### DIRECTIONS FOR THIS TASK
Could you tally the lines of the entries that carry the string "metal"? Reply with the number and nothing more.

### PROVIDED RECORDS
--------------------------------------------------

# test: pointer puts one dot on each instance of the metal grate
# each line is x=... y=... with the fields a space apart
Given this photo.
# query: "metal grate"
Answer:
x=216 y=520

--------------------------------------------------

### FINISHED EXERCISE
2